| REQUEST |
Return only the line that contains "One point belongs on each instance of the blue jacket." and each line after it, through the last line of the data below, copied exactly.

| LISTED RECORDS |

====

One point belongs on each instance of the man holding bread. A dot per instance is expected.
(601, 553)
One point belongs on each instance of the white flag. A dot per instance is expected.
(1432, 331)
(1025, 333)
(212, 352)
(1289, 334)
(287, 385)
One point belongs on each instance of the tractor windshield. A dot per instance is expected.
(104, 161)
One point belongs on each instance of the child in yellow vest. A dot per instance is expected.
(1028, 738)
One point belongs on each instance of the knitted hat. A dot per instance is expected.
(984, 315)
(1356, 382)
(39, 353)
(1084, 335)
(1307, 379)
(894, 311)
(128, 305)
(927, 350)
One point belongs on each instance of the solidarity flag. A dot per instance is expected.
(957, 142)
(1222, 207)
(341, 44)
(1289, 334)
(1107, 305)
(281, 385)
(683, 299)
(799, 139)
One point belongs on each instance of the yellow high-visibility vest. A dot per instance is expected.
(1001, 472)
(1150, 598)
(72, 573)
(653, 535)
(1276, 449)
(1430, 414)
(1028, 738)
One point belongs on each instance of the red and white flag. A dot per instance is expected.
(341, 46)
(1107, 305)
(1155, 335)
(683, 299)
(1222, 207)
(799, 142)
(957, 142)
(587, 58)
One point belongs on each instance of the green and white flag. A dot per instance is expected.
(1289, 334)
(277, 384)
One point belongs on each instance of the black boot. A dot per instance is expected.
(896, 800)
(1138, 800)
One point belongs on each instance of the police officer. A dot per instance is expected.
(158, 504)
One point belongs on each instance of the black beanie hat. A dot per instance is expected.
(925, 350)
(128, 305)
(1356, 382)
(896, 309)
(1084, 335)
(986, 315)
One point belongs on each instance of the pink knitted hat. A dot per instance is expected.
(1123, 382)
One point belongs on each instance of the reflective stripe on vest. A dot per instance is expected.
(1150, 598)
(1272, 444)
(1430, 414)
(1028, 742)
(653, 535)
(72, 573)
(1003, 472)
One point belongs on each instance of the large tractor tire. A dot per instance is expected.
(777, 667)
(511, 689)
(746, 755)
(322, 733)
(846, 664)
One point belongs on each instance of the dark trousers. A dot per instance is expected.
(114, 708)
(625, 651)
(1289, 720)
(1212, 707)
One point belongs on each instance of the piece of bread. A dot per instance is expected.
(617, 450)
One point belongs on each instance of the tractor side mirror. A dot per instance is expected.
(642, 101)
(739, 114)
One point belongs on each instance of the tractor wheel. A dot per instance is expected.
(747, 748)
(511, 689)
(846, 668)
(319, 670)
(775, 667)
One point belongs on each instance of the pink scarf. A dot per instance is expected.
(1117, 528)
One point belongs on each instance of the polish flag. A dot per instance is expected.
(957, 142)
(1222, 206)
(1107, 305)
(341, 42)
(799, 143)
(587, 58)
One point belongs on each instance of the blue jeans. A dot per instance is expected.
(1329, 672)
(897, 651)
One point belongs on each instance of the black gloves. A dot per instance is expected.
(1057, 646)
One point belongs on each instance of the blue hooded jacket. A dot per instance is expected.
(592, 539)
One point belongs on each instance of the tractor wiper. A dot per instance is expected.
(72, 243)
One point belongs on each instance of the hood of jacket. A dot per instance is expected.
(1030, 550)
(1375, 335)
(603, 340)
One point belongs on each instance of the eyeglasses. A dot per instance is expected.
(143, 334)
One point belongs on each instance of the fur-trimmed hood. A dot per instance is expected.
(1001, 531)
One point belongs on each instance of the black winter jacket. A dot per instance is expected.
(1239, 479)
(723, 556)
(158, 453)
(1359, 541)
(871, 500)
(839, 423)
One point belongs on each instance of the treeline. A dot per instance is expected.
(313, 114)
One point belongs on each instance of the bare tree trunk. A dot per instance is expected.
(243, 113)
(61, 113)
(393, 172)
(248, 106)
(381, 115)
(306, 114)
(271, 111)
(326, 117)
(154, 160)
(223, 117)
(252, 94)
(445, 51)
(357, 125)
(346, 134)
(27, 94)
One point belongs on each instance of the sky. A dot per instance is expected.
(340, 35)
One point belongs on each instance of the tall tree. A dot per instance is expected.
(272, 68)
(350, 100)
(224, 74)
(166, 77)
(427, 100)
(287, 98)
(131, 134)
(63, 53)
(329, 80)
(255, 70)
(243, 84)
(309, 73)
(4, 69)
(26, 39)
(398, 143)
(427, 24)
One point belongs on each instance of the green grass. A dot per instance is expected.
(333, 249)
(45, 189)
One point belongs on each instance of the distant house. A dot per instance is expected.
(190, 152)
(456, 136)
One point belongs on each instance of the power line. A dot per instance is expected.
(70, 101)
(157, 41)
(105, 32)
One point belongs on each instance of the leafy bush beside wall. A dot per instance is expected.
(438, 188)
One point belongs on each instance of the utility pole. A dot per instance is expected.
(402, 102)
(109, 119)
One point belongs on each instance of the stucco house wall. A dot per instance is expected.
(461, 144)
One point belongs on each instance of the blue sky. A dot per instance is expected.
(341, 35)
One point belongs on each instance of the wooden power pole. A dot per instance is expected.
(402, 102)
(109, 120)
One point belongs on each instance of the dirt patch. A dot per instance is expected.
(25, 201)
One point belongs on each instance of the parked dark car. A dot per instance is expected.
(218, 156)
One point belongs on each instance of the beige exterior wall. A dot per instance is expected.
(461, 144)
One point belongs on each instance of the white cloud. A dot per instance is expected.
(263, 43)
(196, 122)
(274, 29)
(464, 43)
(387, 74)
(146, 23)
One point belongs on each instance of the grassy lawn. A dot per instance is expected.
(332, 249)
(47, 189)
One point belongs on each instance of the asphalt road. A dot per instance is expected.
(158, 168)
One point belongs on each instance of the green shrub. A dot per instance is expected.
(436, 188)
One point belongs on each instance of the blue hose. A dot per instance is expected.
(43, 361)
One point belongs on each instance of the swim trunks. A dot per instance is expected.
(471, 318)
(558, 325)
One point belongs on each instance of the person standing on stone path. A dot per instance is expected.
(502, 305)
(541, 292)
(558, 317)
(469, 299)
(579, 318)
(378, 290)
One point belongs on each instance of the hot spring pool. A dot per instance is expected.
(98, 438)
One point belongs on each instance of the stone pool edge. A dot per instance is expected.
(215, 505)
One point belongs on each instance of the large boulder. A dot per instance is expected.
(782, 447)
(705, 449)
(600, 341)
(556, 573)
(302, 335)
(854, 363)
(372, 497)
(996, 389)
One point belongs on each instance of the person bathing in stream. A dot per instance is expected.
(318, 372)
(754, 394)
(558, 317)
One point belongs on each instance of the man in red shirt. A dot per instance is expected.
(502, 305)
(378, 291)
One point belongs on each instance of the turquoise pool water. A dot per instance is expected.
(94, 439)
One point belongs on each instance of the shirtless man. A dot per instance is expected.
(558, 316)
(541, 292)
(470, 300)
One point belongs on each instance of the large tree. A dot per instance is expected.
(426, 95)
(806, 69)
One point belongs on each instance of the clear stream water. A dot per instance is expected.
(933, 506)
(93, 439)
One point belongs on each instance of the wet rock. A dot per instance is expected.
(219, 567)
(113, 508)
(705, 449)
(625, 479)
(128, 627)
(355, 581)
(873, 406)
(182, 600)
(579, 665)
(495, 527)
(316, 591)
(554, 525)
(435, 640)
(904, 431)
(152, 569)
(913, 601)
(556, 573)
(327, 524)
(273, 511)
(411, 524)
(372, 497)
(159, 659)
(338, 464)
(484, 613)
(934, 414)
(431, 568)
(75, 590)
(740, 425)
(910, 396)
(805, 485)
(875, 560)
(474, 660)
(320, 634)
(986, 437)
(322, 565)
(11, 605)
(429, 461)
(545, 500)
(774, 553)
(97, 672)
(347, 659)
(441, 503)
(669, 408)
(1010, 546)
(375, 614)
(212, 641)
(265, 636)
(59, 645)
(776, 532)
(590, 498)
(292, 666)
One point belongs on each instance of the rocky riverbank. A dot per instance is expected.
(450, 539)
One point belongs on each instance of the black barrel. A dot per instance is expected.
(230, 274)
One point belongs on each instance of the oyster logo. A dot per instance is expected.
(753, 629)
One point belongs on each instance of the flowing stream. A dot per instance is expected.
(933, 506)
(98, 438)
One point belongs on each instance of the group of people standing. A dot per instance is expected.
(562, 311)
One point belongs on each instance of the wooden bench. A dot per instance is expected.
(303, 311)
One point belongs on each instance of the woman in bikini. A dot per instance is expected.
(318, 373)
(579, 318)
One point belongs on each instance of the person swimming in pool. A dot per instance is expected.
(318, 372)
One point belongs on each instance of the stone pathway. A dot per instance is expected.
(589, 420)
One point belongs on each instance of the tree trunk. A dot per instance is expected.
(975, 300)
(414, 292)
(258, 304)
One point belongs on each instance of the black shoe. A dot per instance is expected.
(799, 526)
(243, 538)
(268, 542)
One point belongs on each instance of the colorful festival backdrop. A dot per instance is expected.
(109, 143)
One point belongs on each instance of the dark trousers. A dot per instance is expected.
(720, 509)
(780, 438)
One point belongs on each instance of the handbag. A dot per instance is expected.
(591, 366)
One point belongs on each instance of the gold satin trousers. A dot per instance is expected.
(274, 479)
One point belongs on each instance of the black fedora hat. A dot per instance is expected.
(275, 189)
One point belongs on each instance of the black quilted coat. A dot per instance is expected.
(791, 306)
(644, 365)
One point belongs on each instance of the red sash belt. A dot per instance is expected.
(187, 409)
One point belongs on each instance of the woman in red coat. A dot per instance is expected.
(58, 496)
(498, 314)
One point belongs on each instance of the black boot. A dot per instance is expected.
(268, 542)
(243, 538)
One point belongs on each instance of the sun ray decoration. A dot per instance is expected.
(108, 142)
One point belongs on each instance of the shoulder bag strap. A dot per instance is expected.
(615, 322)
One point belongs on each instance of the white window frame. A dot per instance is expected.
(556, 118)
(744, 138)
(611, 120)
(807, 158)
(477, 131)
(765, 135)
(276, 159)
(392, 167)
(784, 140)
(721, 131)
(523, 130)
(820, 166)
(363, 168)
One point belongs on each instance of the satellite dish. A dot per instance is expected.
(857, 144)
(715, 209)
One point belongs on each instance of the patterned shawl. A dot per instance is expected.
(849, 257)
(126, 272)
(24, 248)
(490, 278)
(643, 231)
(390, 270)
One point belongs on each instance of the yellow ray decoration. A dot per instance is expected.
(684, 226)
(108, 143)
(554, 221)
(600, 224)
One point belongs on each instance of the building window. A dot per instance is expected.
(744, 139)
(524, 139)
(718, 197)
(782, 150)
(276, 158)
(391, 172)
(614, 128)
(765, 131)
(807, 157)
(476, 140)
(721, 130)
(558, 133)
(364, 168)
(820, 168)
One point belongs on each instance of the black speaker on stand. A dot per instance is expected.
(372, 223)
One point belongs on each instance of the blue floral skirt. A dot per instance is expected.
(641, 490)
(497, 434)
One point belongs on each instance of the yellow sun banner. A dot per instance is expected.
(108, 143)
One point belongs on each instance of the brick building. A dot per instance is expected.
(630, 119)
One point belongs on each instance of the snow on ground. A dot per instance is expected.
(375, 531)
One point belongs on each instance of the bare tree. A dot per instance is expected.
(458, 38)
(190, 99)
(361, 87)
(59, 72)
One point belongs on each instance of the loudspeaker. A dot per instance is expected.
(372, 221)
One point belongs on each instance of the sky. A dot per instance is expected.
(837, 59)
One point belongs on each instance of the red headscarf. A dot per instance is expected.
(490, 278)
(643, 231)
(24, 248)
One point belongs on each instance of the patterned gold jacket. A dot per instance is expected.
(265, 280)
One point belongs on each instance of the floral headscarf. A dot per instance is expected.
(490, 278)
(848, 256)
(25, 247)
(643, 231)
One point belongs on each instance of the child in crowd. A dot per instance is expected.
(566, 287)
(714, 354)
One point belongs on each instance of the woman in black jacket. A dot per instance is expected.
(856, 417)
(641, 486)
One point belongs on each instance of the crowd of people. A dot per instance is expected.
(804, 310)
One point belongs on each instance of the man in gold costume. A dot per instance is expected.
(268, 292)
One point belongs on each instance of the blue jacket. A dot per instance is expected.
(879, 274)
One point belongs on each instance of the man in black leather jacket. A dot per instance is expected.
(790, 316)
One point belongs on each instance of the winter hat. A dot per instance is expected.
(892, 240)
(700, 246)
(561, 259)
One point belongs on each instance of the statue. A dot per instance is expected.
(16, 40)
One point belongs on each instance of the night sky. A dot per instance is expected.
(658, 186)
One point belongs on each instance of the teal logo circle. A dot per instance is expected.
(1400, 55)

====

| RESULT |
One point belongs on each instance of the blue jacket. A dot per instance is expected.
(879, 274)
One point belongs on each instance of the man in black leather jacket. A dot per instance is expected.
(790, 316)
One point belongs on each instance of the winter hat. A dot per instance is expected.
(892, 240)
(700, 246)
(561, 259)
One point belongs on each instance of the statue. A dot per instance is expected.
(16, 40)
One point belongs on each instance of the night sky. A dot per instance is expected.
(658, 186)
One point belongs on each instance of the teal logo circle. A dot per instance is expected.
(1400, 55)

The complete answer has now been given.